- Excerpted passage:
"""
It’s the beginning of another school year. Many of us are beginning to gather things for our classrooms or enjoying our last moments of vacation. During this last week of rest and relaxation, I read a book! I can hardly believe it myself! I’ve begun several, but this book seemed fitting as I begin to get back into the focused mindset of daily instruction. The book incited a great deal of reflection, but not only that, it is special because it is the memoir written by my father.
The book details my father’s life, beginning with a simple life growing up in rural south to his success as the first African American to lead a major national organization. He speaks in great detail of the values and mindset instilled in him at an early age by his parents. The encouragement he received and the motivation to believe he could achieve whatever he set his mind to were imprinted in him from as far back as he could recollect. Time and time again, he attributes every advancement in his career to the foundation of values his parents had imprinted in him. I stopped there in my reading to reflect.
Think for a moment. As an educator, what imprint have you left on your scholars? An imprint, by definition, is an impression or a mark made by pressure. This is a commanding responsibility when you consider all we are tasked to do within one year. Nonetheless, I believe it is necessary for each of us to evaluate the imprint we intend to impress upon our scholars as they enter our classrooms. To do this, let’s begin by thinking about your purpose in education. Why are you here?
"""
- Objective 1: Can you copy the rows below from the line with "Exercise. Spot the snow bank" through the last row, keeping each request line as is and adding -27 to every coordinate in the answers?

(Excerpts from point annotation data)
"""
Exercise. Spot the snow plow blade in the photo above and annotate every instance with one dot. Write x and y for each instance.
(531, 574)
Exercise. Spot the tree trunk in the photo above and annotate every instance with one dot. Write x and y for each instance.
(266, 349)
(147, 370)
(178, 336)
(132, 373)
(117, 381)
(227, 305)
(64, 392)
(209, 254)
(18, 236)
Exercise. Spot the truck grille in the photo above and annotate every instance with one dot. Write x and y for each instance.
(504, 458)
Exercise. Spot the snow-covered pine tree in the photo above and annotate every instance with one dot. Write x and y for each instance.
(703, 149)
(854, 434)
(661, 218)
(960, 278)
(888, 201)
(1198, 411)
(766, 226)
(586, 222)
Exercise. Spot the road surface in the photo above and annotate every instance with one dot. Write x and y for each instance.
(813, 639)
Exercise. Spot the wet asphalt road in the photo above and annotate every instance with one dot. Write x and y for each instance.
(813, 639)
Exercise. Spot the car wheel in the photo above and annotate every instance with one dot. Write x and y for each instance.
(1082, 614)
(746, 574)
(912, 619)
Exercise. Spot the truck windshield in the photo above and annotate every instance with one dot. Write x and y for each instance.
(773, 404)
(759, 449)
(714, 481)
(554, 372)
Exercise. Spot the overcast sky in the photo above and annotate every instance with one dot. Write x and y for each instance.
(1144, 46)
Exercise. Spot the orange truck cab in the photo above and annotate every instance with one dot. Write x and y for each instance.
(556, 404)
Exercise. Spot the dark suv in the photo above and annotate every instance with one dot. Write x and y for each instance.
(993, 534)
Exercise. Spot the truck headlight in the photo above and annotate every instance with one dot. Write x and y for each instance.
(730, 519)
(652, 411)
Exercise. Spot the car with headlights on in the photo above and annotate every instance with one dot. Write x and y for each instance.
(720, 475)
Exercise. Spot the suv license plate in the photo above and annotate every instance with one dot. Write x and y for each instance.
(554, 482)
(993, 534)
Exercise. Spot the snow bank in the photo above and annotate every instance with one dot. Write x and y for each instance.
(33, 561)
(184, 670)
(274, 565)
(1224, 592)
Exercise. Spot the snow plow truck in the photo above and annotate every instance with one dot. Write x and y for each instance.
"""
- Objective 2: Can you rewrite the part of the post about the father's memoir from "The book details" to "reading to reflect.", switching "parents" to "family" throughout?

- Written reply 1:
Exercise. Spot the snow bank in the photo above and annotate every instance with one dot. Write x and y for each instance.
(6, 534)
(157, 643)
(247, 538)
(1197, 565)
Exercise. Spot the snow plow truck in the photo above and annotate every instance with one dot. Write x and y for each instance.

- Written reply 2:
The book details my father’s life, beginning with a simple life growing up in rural south to his success as the first African American to lead a major national organization. He speaks in great detail of the values and mindset instilled in him at an early age by his family. The encouragement he received and the motivation to believe he could achieve whatever he set his mind to were imprinted in him from as far back as he could recollect. Time and time again, he attributes every advancement in his career to the foundation of values his family had imprinted in him. I stopped there in my reading to reflect.